BEGIN

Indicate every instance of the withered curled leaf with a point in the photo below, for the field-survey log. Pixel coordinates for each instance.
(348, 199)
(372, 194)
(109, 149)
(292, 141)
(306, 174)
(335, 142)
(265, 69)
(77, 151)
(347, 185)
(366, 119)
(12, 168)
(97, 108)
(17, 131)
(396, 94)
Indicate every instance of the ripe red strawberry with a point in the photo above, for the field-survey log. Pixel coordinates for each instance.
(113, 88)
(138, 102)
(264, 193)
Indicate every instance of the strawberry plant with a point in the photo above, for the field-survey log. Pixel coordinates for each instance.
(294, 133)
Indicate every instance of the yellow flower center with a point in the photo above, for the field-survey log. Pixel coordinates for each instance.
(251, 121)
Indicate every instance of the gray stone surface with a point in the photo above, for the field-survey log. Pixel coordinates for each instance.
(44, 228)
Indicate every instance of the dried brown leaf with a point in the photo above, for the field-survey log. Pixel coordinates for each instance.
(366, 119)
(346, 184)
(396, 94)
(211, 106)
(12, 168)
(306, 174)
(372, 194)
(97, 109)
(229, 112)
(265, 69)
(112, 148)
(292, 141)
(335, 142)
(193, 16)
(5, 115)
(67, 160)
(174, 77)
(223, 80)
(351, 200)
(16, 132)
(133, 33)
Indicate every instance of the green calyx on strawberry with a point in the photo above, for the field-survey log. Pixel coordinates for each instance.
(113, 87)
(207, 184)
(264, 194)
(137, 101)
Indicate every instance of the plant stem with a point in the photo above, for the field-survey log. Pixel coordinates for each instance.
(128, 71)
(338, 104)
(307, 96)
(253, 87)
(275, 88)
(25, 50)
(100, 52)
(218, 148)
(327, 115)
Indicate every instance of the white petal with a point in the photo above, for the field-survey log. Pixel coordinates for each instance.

END

• _WRITTEN INSTRUCTION_:
Render every line of the items above as a Markdown table, with the row number under n and the line under Line. Leave out blank lines.

• _SOLUTION FOR THIS TASK_:
| n | Line |
|---|---|
| 1 | Indicate every instance of the withered curled leaf with a point in the photo below, for the field-survey log. Pixel coordinates for each instance. |
| 2 | (348, 199) |
| 3 | (372, 194) |
| 4 | (109, 149) |
| 5 | (292, 141) |
| 6 | (306, 174) |
| 7 | (335, 142) |
| 8 | (265, 69) |
| 9 | (77, 151) |
| 10 | (347, 185) |
| 11 | (366, 119) |
| 12 | (12, 168) |
| 13 | (97, 108) |
| 14 | (17, 131) |
| 15 | (396, 94) |
| 16 | Indicate every instance of the ripe red strawberry with a point in the photo above, for the field-survey log. Pixel coordinates for each instance. |
| 17 | (113, 88) |
| 18 | (138, 102) |
| 19 | (264, 193) |
| 20 | Indicate every instance of the strawberry plant with a point in the photo above, for the field-survey log. Pixel coordinates for each instance. |
| 21 | (294, 133) |
| 22 | Indicate every instance of the yellow flower center with a point in the photo above, for the field-survey log. Pixel coordinates for each instance. |
| 23 | (251, 121) |
| 24 | Indicate every instance of the gray stone surface with a point in the photo above, for the field-survey log. Pixel coordinates for each instance. |
| 25 | (44, 228) |
| 26 | Indicate every instance of the dried brown leaf with a point in the photo above, for the field-survey log. Pixel coordinates for each instance. |
| 27 | (366, 119) |
| 28 | (346, 184) |
| 29 | (396, 94) |
| 30 | (211, 106) |
| 31 | (12, 168) |
| 32 | (306, 174) |
| 33 | (372, 194) |
| 34 | (97, 109) |
| 35 | (229, 112) |
| 36 | (265, 69) |
| 37 | (112, 148) |
| 38 | (292, 141) |
| 39 | (335, 142) |
| 40 | (193, 16) |
| 41 | (5, 115) |
| 42 | (67, 160) |
| 43 | (174, 77) |
| 44 | (223, 80) |
| 45 | (351, 200) |
| 46 | (16, 132) |
| 47 | (133, 33) |
| 48 | Indicate every instance of the green calyx on strawberry with a point in the photo above, for the field-survey log. Pixel coordinates for each instance. |
| 49 | (113, 87) |
| 50 | (207, 184) |
| 51 | (264, 194) |
| 52 | (137, 101) |
| 53 | Indicate every instance of the plant stem with a point in the photo above, for the field-survey log. Pixel coordinates for each instance. |
| 54 | (128, 71) |
| 55 | (338, 104) |
| 56 | (307, 96) |
| 57 | (253, 87) |
| 58 | (275, 88) |
| 59 | (25, 50) |
| 60 | (100, 52) |
| 61 | (218, 148) |
| 62 | (327, 115) |
| 63 | Indicate every instance of the white petal with a point in the photo above, for the field-survey log. Pixel coordinates for each instance. |